*Direction:* Reproduce only the lines from the one containing "Task: Where can the front bumper" through the end of the records, replacing each "Tag" with "Mark" and changing nothing else.
═══ Material shown
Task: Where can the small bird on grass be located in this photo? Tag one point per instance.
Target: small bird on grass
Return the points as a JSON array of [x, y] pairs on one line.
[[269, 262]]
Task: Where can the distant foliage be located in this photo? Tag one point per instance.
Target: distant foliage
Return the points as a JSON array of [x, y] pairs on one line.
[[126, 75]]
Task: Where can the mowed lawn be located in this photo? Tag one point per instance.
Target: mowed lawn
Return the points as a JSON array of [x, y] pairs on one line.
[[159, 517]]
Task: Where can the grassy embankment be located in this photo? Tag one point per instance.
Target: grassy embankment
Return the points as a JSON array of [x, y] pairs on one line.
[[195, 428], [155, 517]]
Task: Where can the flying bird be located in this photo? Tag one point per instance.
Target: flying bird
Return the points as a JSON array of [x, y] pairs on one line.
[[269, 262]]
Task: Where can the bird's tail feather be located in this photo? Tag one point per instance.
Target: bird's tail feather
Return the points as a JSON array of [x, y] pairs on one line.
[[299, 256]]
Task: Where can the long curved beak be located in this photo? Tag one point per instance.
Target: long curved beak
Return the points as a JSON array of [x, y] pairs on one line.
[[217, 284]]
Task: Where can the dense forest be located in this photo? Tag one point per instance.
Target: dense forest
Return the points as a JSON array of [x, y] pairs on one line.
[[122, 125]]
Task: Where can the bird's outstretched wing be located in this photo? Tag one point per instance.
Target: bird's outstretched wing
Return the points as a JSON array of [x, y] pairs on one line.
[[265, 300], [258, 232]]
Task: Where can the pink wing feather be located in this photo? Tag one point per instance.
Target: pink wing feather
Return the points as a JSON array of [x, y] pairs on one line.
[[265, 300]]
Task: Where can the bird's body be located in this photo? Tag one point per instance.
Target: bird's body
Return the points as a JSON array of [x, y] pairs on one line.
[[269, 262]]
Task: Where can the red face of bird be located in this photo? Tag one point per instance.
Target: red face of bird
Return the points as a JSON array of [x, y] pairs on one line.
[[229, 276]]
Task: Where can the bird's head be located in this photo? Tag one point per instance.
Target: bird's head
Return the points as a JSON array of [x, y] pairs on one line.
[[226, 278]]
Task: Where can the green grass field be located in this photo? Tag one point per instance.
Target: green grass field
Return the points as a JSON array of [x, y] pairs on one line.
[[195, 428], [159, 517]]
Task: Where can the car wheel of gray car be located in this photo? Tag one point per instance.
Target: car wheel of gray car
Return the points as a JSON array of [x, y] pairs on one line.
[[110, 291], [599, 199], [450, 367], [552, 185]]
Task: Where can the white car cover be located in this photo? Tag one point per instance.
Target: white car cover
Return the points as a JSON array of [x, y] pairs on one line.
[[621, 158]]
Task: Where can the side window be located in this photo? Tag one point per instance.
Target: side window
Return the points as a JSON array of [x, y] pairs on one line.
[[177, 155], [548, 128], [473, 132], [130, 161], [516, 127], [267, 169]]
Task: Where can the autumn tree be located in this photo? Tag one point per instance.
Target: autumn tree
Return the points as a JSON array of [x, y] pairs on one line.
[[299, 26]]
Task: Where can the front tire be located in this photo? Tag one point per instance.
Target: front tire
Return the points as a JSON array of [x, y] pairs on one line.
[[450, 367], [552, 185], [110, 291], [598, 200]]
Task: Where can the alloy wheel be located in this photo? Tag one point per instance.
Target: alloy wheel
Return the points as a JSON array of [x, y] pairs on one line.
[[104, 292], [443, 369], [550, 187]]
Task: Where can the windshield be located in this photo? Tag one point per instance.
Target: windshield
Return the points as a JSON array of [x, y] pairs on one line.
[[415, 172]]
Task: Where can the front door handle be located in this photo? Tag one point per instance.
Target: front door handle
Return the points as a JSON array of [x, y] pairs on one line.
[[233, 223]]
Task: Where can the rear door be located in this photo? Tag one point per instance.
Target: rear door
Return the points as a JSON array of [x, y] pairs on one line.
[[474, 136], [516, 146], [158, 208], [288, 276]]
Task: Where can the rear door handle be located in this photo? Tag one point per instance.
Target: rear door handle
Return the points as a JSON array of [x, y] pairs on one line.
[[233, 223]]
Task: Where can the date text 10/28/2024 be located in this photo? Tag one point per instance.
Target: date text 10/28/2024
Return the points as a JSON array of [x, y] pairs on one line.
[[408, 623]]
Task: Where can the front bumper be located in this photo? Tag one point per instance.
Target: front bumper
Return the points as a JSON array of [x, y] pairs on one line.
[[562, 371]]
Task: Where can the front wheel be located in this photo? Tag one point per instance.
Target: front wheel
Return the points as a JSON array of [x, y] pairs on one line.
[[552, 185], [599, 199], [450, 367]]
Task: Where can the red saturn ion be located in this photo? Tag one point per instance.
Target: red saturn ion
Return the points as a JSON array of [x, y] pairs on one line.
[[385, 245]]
══════
*Response:*
Task: Where can the front bumper be located in this photo? Mark one point per instance.
Target: front bumper
Return the points as a JSON array of [x, y] pairs on one line.
[[562, 371]]
Task: Where can the front wheel be located in this photo? Mark one point per instance.
Target: front wheel
Return the points as a JSON array of [x, y] pairs on one line.
[[552, 185], [599, 199], [450, 367]]
Task: Where can the red saturn ion be located in this photo? Mark one point per instance.
Target: red saturn ion
Return the points as a JSON array of [x, y] pairs on one line.
[[385, 245]]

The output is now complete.